■ **The problem**: The records below must be output exactly, without pictures.

[start Material supplied]

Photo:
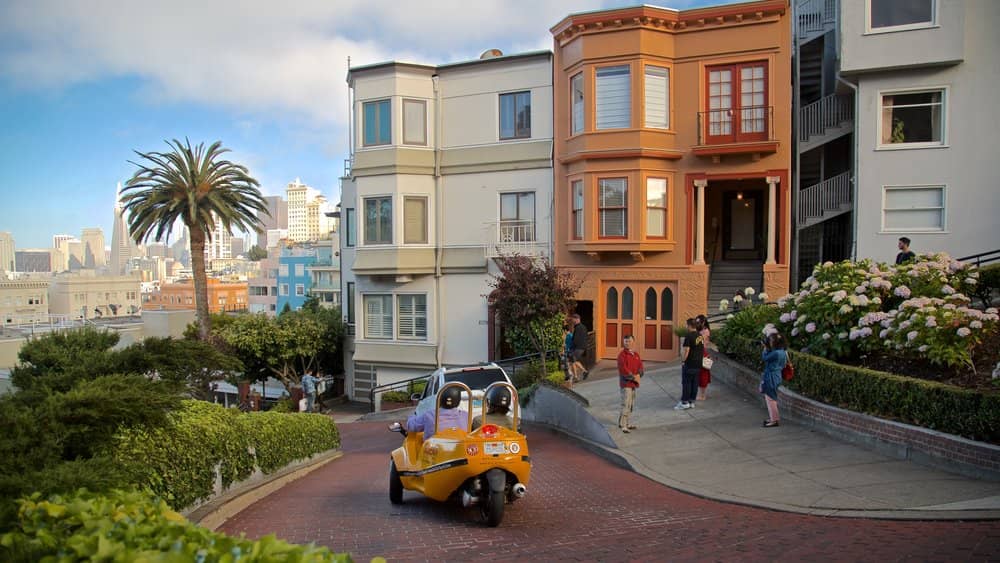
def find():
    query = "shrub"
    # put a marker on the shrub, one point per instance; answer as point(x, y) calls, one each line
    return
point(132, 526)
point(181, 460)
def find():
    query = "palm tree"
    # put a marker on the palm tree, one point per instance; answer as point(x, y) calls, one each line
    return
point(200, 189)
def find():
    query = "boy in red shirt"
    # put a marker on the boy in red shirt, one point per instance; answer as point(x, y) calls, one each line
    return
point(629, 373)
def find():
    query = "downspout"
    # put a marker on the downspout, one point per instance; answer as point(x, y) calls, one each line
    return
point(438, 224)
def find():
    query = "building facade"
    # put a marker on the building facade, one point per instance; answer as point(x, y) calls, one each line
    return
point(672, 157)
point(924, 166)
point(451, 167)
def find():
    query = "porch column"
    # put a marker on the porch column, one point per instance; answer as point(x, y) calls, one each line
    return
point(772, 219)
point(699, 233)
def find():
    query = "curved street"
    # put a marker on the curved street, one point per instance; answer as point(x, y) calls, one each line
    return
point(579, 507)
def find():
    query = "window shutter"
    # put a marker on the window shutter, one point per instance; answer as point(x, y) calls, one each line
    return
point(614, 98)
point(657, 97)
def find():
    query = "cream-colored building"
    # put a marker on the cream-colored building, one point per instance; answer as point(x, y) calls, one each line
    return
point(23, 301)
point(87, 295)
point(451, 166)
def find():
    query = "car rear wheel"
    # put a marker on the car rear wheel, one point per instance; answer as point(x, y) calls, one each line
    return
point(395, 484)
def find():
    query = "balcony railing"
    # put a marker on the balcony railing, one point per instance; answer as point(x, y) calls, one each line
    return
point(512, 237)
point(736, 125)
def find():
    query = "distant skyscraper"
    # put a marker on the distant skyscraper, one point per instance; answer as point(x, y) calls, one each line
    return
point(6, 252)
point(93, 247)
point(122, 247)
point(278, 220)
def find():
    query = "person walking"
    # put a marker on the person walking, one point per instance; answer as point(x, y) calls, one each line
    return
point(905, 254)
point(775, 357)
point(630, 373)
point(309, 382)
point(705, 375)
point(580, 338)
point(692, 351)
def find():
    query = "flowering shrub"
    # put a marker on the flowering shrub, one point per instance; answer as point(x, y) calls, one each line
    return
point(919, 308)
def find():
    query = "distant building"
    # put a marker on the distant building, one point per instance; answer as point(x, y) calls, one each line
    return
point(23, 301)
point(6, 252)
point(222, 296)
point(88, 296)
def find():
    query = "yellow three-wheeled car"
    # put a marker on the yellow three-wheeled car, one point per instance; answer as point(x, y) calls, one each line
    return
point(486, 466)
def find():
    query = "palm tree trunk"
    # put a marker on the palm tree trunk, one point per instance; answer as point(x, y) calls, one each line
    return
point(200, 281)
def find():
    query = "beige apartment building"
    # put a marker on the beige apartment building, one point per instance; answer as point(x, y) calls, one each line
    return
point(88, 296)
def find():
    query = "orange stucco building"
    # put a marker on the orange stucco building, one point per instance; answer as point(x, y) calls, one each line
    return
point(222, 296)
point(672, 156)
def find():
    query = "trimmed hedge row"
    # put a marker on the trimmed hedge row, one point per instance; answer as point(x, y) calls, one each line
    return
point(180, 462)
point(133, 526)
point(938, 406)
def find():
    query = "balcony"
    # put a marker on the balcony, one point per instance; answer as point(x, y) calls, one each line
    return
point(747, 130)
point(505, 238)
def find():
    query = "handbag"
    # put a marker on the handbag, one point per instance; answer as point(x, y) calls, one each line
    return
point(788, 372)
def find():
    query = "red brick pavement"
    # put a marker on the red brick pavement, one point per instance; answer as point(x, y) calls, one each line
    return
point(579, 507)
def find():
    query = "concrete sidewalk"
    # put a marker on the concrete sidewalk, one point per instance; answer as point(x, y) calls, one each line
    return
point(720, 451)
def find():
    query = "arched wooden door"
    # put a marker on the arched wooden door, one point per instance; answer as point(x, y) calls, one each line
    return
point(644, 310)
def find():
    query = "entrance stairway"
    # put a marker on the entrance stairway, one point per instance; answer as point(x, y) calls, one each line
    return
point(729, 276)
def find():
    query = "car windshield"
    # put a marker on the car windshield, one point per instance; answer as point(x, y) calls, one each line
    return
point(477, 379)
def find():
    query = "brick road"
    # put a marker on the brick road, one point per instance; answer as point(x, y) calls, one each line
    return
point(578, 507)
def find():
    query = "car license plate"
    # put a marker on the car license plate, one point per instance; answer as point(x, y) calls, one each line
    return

[end Material supplied]

■ **Response to this exercise**:
Photo:
def find():
    query = "shrub"
    # put a marker on the shrub, one point per instance; answer as point(x, y) calls, one each line
    return
point(132, 526)
point(181, 460)
def find():
    query = "palm tree"
    # put a marker on the palm tree, one point per instance; answer as point(x, y) calls, one each line
    return
point(200, 189)
def find():
    query = "boy in red shirt"
    # put a marker on the boy in red shirt, one point per instance; answer as point(x, y) calls, one each line
    return
point(629, 373)
def find():
    query = "downspout"
    # put a marker on the downspout, one point per instance; answer as point(x, y) calls, one each line
    return
point(438, 224)
def find():
    query = "building facade"
    # put a marker on the building facade, one point per instance; answer as point(x, y) calls, one each line
    return
point(672, 157)
point(924, 166)
point(451, 167)
def find():
    query = "porch column"
    # put a marker on the porch column, one point per instance; answer as point(x, y) calls, one each line
    return
point(772, 219)
point(699, 233)
def find():
    query = "curved street"
    # put a marker on the curved street, one point per instance; answer as point(x, y) calls, one each line
    return
point(579, 507)
def find():
    query = "window shutter"
    # put a marker on the window shutter, one point per instance; answer as point(x, y) calls, one each line
    return
point(614, 98)
point(657, 97)
def find():
    query = "cream-colored building"
    # put a marker on the cream-colored building, one point per instance; answer as point(x, y) calls, one each line
    return
point(23, 301)
point(87, 295)
point(451, 166)
def find():
    query = "car rear wheel"
    # put a marker on the car rear wheel, one point per instance; answer as point(x, y) calls, one each line
    return
point(395, 484)
def find():
    query = "balcony railing"
    # put a marker on the balcony railing, one point per instance; answer as point(x, y) calls, one each line
    return
point(512, 237)
point(736, 125)
def find():
    query = "distant skyscraper"
    # put a marker on the distant skyscraper, one point per instance; answer as point(x, y) calls, one each line
    return
point(6, 252)
point(93, 247)
point(122, 247)
point(278, 220)
def find():
    query = "person walking"
    # put a marker on the person walking, one point per instance; answer as point(x, y) calls, one each line
    return
point(905, 254)
point(775, 357)
point(630, 373)
point(309, 382)
point(705, 375)
point(580, 338)
point(692, 351)
def find():
    query = "flowering shrub"
    # put a marker on the flowering shrub, one point per instance; answer as point(x, y) calls, one each line
    return
point(919, 308)
def find():
    query = "distant building"
    # put a marker on the distant building, one point per instance; answer as point(x, y) calls, one each line
    return
point(23, 301)
point(6, 252)
point(222, 296)
point(88, 296)
def find():
    query = "yellow three-wheeled car"
    # put a marker on the yellow three-wheeled car, one point per instance; answer as point(x, y) calls, one each line
    return
point(486, 466)
def find():
    query = "palm tree trunk"
    # put a marker on the palm tree trunk, one point per instance; answer as point(x, y) calls, one each line
    return
point(200, 281)
def find():
    query = "beige apartment building"
    # put a marker on the beige apartment building, one point per instance; answer as point(x, y) calls, one each line
    return
point(88, 296)
def find():
    query = "orange stucco building"
    # put a marker on the orange stucco building, one point per instance; answer as point(x, y) calls, one each line
    return
point(222, 296)
point(672, 156)
def find():
    query = "trimmed hedge row"
    # put a marker on the trimmed hedge row, one point per instance; answer as point(x, y) calls, one each line
    return
point(180, 462)
point(133, 526)
point(938, 406)
def find():
    query = "balcony"
    # put a marker on the balcony, one point per instance; answer as point(x, y) calls, one each line
    return
point(747, 130)
point(505, 238)
def find():
    query = "handbag"
    # put a marker on the handbag, one point per instance; answer as point(x, y) calls, one each line
    return
point(788, 372)
def find():
    query = "red brick pavement"
    # put a marker on the red brick pavement, one point per instance; answer as point(x, y) calls, one each line
    return
point(579, 507)
def find():
    query = "concrete sidewalk"
    # put a marker on the concrete sidewalk, one point per instance; answer as point(x, y) calls, one each line
    return
point(720, 451)
def find():
    query = "arched wooden door"
    # put a marker on the arched wooden door, one point per instance; answer as point(x, y) calls, one each line
    return
point(644, 310)
def find():
    query = "entrance stairway"
    # put a marker on the entrance stairway, one point per instance; answer as point(x, y) calls, one each line
    return
point(729, 276)
def find():
    query = "car windshield"
    # put a marker on the car windshield, one point per instance; answer as point(x, y) calls, one each line
    return
point(477, 379)
def find():
    query = "brick road"
    # put a marker on the brick road, one point per instance; answer as point(x, y) calls, one each line
    return
point(578, 507)
def find():
    query = "car license plate"
    # put a marker on the car license plate, one point per instance; answer as point(x, y) calls, one each line
    return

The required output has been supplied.